STATED EXERCISE 1:
Answer these questions from the passage on Halmi and the Romantic symbol:
(a) Whose focus on allegory does Halmi reject at the outset?
(b) In what realm does Halmi place the Romantic symbol's value for scholars?
(c) In whose Naturphilosophie is the Romantics' use of the symbol especially evident?

PAGE:

########################################

Halmi begins his task of "Defining the Symbol" by
rejecting de Man's celebrated focus on allegory as the Romantic
trope par excellence. Not only, we are told, wasn't the formation
of the Romantic symbol crucially dependent (as de Man would have it) on
a corresponding denigration of allegory, but its universality made it
indistinguishable from allegory or any other literary trope. (Indeed,
Halmi argues, a number of the Romantics' theorizing on the topic
did not even entertain an allegory/symbol opposition [13].) Far from
being a mystified veil over the signifier/signified discontinuity (8),
the Romantic symbol was not even--and, in Halmi's view, was much
more than--a trope in the semiotic sense of a linguistic sign. Less a
systematic concept than a philosophical aspiration, it remained a hazy
notion whose many forms converged in the rather vague goal of
discovering human significance in the world.
Having argued that the Romantic symbol's universality
undermined its critical or semiotic function, Halmi posits that its
value for scholars lies instead in the realm of "intellectual
history, insofar as that discipline seeks to identify the social
functions of concepts in the contexts of their historical
formation" (18). His own genealogy of the Romantic quest for
meaning is guided by his stated assumption that "the principal
concern of [the Romantics'] symbolist theory was not in
identifying, still less in interpreting, actual symbols, but instead in
establishing an ideal of meaningfulness itself. Once it was determined
that symbols did not have to be instituted--that is, they did not have
to be recognized as symbols in order to function as such, or at least be
declared to do so--then the concept of the symbol could be used as the
theoretical justification of a disposition to discover meaning precisely
where it was not intuitively evident" (19).
The Romantics' use of the symbol in their quest for
non-intuitive meaning is especially evident in Schelling's
Naturphilosophie. In this metadiscipline, the measurable sensory signs
uncovered by the natural sciences (mathematics, physics, chemistry) are
interpreted in light of "the categories through which life is
comprehended in its coherence" so as to reveal what Dilthey calls
their "significance" (22). In Wordsworth, such significance is
what lightens the heavy and weary weight of all this unintelligible
world, the rocks and stones among which Lucy rolls; in Novalis it is the
world of "'stones, trees, [and] animals which must speak in
order for man to ... recollect himself'" (24); in Shelley it
is the solid universe veiling the self-defining power unearthed by
genuine poetical insight. Designed to bridge the arenas of noumena and
phenomena, the Romantic symbol is a medium linking humanity to the
world.

########################################

PROVIDED DATA:
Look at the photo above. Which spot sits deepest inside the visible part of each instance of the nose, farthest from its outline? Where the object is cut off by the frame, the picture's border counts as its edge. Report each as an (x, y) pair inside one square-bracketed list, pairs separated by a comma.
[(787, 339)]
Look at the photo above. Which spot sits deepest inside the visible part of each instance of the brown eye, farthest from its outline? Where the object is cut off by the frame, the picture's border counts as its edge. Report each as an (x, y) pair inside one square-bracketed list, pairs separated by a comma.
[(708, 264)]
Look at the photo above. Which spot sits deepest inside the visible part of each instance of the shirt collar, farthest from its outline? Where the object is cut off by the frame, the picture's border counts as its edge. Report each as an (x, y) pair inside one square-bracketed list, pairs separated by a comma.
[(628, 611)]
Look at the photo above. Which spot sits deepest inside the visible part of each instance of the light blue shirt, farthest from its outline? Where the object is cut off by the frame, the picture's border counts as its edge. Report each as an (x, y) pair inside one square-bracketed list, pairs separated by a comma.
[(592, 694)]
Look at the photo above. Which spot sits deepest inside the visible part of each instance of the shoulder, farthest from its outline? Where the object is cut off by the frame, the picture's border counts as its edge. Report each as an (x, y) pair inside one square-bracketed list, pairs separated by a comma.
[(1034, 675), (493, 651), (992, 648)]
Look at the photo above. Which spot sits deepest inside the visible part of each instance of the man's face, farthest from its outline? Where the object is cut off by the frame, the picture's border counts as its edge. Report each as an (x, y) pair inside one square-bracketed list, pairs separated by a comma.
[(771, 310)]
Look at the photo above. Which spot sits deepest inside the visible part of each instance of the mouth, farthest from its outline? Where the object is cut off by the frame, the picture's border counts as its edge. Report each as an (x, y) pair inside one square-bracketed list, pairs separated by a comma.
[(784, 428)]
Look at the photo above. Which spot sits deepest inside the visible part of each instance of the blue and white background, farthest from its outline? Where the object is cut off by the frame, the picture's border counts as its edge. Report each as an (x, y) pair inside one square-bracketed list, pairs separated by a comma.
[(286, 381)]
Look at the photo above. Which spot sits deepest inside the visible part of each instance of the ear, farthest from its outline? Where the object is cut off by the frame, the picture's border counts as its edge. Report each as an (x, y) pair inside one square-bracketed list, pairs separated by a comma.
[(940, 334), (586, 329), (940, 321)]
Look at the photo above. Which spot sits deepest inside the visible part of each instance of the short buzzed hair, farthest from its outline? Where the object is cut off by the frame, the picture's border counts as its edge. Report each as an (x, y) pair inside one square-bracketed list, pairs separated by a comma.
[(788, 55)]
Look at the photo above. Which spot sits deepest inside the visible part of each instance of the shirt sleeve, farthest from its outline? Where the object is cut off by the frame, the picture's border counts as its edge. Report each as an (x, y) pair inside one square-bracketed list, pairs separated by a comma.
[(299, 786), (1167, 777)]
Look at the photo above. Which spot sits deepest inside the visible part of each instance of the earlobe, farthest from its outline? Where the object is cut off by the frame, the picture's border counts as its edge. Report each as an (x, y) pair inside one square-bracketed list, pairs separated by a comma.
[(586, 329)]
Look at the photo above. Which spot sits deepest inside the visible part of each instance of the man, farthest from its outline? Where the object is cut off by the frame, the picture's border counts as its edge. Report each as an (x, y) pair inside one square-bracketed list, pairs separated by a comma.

########################################

STATED EXERCISE 2: Shift every coordinate in the listing's answers by adding 147 to each number. Rewrite only the listing lines from its first line through the line containing "[(1034, 675), (493, 651), (992, 648)]", requests included.

WORKED SOLUTION 1:
(a) de Man's
(b) intellectual history
(c) Schelling's

WORKED SOLUTION 2:
Look at the photo above. Which spot sits deepest inside the visible part of each instance of the nose, farthest from its outline? Where the object is cut off by the frame, the picture's border counts as its edge. Report each as an (x, y) pair inside one square-bracketed list, pairs separated by a comma.
[(934, 486)]
Look at the photo above. Which spot sits deepest inside the visible part of each instance of the brown eye, farthest from its outline? Where the object is cut off by the frame, the picture's border counts as its edge. Report each as an (x, y) pair inside one square-bracketed list, pairs separated by a comma.
[(855, 411)]
Look at the photo above. Which spot sits deepest inside the visible part of each instance of the shirt collar, farthest from its outline? Where the object is cut off by the frame, the picture's border counts as its edge. Report each as an (x, y) pair inside one square-bracketed list, pairs separated by a comma.
[(775, 758)]
Look at the photo above. Which spot sits deepest inside the visible part of each instance of the light blue shirt, farthest from its outline? Where the object is cut off by the frame, the picture's border counts as its edge. Report each as an (x, y) pair inside one square-bracketed list, pairs separated by a comma.
[(739, 841)]
Look at the photo above. Which spot sits deepest inside the visible part of each instance of the shoulder, farthest from its outline? Where the object is cut off by the frame, the picture's border counts as its edge. Report each as an (x, y) pair inside one square-bracketed list, pairs separated by a comma.
[(1181, 822), (640, 798), (1139, 795)]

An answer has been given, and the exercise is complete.